(Stored data)
※ ※ ※

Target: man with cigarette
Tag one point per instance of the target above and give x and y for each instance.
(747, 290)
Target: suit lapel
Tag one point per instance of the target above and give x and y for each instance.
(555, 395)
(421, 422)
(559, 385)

※ ※ ※

Quote all of the stored data lines above word for word, keeping them in the same order.

Target: man with cigarette
Tag one point per instance of the target above and give x and y for each instance.
(747, 290)
Target: suit lapel
Tag one point per instance of the target above and give x and y for each instance.
(555, 395)
(421, 422)
(559, 385)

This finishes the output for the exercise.